EXTRACTED TEXT:
╭──

1.2 Representations and Warranties of Developer. The Developer makes the following
representations and warranties:
(1) Developer is an Iowa limited liability company duly organized and validly
existing under the laws of the State of Iowa and has all requisite power and
authority to own and operate its properties, to carry on its business as now
conducted and as presently proposed to be conducted, and to enter into and
perform its obligations under the Agreement.
(2) This Agreement has been duly authorized, executed and delivered by
Developer and, assuming due authorization, execution and delivery by the City, is
in full force and effect and is a valid and legally binding instrument of Developer
enforceable in accordance with its terms, except as the same may be limited by
bankruptcy, insolvency, reorganization or other laws relating to or affecting
creditors' rights generally. Developer's counsel shall issue an opinion to the City,
at time of closing, confirming the representations contained herein, in the form
attached hereto as Exhibit B.
(3) The execution and delivery of this Agreement, the consummation of the
transactions contemplated hereby, and the fulfillment of or compliance with the
terms and conditions of this Agreement are not prevented by, limited by, in conflict
with, or result in a violation or breach of, the terms, conditions or provisions of the
articles of incorporation or the bylaws of Developer or any contractual restriction,
evidence of indebtedness, agreement or instrument of whatever nature to which
Developer is now a party or by which it or its property is bound, or constitute a
default under any of the foregoing.

╰──

REQUIREMENTS:
1. Report the number of lines in the records below that contain the string "snow". Give only that number.
2. Extend the passage on the developer's representations and warranties, picking up right after its last sentence.

SUPPLIED INFORMATION:
╭──

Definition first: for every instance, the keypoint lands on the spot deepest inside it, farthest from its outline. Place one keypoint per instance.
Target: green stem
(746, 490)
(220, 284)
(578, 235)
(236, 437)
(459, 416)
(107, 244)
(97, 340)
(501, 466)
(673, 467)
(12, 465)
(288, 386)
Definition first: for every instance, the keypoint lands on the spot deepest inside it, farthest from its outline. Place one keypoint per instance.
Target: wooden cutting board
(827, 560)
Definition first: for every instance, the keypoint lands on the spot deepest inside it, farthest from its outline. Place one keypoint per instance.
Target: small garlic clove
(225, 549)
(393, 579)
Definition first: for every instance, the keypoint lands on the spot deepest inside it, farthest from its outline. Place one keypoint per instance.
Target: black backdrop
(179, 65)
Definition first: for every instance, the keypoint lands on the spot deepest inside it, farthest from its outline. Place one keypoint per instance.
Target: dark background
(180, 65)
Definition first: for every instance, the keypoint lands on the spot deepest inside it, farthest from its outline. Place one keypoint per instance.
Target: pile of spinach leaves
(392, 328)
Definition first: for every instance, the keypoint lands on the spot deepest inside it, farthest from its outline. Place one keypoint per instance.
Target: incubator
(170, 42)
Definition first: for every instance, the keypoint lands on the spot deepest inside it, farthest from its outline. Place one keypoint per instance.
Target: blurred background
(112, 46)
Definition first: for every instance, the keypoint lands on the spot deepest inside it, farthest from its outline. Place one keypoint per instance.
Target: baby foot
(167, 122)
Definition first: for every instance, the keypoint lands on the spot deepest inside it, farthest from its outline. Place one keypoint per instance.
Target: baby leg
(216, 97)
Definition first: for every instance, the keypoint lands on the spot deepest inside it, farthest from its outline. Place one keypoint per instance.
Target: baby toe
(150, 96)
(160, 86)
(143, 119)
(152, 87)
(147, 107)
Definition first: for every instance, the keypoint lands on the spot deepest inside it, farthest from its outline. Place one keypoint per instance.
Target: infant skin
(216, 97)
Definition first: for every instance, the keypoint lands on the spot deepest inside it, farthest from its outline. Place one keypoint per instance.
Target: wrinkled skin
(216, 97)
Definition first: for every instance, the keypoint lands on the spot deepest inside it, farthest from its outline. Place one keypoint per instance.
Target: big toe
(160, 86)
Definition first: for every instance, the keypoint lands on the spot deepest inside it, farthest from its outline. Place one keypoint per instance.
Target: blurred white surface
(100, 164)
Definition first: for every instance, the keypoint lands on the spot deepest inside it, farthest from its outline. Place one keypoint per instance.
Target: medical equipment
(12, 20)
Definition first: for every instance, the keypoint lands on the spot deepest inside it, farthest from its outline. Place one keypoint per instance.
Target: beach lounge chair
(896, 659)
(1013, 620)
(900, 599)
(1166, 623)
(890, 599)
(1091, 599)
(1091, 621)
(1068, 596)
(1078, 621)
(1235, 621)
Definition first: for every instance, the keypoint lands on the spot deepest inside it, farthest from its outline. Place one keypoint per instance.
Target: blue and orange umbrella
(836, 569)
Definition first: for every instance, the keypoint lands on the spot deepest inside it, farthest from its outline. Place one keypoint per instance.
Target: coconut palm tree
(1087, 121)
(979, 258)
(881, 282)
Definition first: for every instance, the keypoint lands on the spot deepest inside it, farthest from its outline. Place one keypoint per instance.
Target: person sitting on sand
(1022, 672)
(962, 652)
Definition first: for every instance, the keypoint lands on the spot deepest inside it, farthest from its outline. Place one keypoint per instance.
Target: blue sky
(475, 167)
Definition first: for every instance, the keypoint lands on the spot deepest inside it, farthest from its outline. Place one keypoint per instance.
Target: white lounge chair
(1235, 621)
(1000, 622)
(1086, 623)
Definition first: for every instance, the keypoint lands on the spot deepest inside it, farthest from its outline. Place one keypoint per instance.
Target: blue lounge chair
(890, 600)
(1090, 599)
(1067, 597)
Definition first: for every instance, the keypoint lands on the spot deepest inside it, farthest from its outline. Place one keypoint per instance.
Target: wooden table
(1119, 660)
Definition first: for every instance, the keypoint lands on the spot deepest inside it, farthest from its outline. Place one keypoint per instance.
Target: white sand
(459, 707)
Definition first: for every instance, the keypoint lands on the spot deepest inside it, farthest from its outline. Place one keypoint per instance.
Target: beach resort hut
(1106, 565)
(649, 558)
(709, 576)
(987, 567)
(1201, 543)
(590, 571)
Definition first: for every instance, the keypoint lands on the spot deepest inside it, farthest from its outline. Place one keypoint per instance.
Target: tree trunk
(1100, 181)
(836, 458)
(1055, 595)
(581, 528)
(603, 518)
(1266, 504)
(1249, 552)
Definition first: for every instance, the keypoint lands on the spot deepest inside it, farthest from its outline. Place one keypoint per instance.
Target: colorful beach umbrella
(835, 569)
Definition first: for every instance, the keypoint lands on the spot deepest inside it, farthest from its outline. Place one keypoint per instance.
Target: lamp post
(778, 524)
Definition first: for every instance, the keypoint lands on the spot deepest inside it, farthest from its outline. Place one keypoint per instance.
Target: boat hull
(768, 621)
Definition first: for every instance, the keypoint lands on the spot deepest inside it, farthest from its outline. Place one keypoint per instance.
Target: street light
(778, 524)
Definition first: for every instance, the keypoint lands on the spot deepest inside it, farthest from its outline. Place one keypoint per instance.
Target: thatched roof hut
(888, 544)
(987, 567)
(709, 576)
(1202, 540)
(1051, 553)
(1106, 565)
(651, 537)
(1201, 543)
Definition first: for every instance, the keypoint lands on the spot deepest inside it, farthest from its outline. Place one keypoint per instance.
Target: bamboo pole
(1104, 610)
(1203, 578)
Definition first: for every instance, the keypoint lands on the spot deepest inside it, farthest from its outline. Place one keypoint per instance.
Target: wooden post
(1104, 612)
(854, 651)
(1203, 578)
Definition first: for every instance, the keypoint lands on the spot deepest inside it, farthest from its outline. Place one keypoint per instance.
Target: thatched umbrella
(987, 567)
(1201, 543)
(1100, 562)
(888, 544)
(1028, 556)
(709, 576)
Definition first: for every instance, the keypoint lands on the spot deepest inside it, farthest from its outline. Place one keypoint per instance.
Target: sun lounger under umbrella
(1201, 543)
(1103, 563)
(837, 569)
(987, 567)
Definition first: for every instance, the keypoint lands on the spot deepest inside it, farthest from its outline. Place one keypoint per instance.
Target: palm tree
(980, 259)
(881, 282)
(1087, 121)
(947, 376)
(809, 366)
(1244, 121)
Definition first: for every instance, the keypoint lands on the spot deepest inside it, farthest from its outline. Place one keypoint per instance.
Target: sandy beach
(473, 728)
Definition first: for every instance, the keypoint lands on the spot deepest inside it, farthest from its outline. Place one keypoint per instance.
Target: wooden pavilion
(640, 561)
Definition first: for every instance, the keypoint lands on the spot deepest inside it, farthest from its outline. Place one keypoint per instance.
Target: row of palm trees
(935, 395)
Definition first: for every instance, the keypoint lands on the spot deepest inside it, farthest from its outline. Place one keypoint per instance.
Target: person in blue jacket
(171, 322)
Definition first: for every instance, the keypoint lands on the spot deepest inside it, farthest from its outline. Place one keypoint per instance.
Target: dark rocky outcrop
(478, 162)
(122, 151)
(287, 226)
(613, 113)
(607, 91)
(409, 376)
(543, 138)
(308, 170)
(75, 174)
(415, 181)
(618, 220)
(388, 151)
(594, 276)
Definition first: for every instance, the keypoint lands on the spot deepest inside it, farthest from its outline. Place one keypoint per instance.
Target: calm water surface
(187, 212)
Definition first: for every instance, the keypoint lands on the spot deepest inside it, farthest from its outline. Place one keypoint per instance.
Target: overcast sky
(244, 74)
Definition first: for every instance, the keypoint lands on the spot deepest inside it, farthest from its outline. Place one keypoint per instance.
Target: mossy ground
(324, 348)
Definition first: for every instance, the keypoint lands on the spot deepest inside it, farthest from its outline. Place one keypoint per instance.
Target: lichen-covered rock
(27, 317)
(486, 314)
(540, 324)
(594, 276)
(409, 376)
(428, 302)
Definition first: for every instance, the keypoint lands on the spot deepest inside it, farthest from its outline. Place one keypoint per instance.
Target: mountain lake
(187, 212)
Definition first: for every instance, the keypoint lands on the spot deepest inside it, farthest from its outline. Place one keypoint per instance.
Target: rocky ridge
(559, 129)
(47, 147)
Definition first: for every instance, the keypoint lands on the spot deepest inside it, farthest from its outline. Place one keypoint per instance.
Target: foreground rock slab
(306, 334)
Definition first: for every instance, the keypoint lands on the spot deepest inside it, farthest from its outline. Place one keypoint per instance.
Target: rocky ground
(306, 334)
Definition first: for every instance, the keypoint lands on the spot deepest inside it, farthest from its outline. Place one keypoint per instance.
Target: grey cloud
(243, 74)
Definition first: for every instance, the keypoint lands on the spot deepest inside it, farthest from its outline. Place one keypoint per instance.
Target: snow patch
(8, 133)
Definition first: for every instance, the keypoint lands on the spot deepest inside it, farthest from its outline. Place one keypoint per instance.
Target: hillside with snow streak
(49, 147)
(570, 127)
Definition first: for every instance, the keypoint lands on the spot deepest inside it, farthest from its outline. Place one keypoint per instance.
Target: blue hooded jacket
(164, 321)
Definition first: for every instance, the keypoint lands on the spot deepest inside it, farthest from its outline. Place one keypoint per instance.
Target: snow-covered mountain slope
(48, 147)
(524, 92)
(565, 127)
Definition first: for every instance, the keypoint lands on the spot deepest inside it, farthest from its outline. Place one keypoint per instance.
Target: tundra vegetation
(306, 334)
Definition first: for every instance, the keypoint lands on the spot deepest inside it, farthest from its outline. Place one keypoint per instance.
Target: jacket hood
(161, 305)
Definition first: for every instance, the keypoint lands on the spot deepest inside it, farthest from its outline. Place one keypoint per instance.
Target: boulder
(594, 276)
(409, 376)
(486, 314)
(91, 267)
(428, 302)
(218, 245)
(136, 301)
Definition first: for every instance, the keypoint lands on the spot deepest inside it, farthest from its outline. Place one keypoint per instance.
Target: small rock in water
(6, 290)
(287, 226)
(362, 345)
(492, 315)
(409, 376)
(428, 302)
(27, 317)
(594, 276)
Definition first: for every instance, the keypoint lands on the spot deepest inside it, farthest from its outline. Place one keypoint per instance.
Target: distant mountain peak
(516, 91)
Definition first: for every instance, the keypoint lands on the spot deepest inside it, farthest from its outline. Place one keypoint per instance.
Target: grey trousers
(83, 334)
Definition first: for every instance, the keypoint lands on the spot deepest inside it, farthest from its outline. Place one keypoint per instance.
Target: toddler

╰──

EXERCISE RESPONSES:
1. 3

2.
(4) There are no actions, suits or proceedings pending or threatened against or
affecting Developer in any court or before any arbitrator or before or by any
governmental body in which there is a reasonable possibility of an adverse
decision which could materially adversely affect the business, financial position or
result of operations of Developer or which affects the validity of the Agreement or
Developer's ability to perform its obligations under this Agreement.
(5) Developer will perform its obligations under this Agreement in accordance
with the material terms of this Agreement, the Urban Renewal Plan and all local,
State and federal laws and regulations. This Property is located in an Urban
3
Page 1075 of 1214
Revitalization District, and Developer intends to apply for property tax abatement
incentives.
(6) Developer will use its best efforts to obtain, or cause to be obtained, in a
timely manner, all material requirements of all applicable local, state, and federal
laws and regulations which must be obtained or met.
(7) Developer has firm commitments for permanent financing for the Project in
an amount sufficient, together with equity commitments, to successfully complete
the requirements of this Agreement and shall provide evidence thereof to City prior
to the Closing Date.
1.3 Closing. The closing shall take place on the Closing Date which shall be the 111
day of September, 2023, or such other date as the parties shall agree in writing but in no
event shall the Closing Date be later than the 30th day of September, 2023.
Consummation of the closing shall be deemed an agreement of the parties to this
Agreement that the conditions of closing shall have been satisfied or waived.
1.4 Conditions to Closing. The closing of the transaction contemplated by this
Agreement and all the obligations of Developer under this Agreement are subject to
fulfillment, on or before the Closing Date, of the following conditions:
(1) The representations and warranties made by City in Section 1.1 shall be
correct as of the Closing Date with the same force and effect as if such
representations were made at such time. At the closing, City shall deliver a
certificate to that effect in the form of Exhibit C.
(2) Developer shall have the right to terminate this Agreement at any time prior
to the consummation of the closing on the Closing Date if Developer determines
in its sole discretion that conditions necessary for the successful completion of the
Project contemplated herein have not been satisfied in Developer's sole discretion.
Upon the giving of notice of termination by Developer to City, this Agreement shall
be deemed null and void.
(3) Developer and City shall be in material compliance with all the terms and
provisions of this Agreement.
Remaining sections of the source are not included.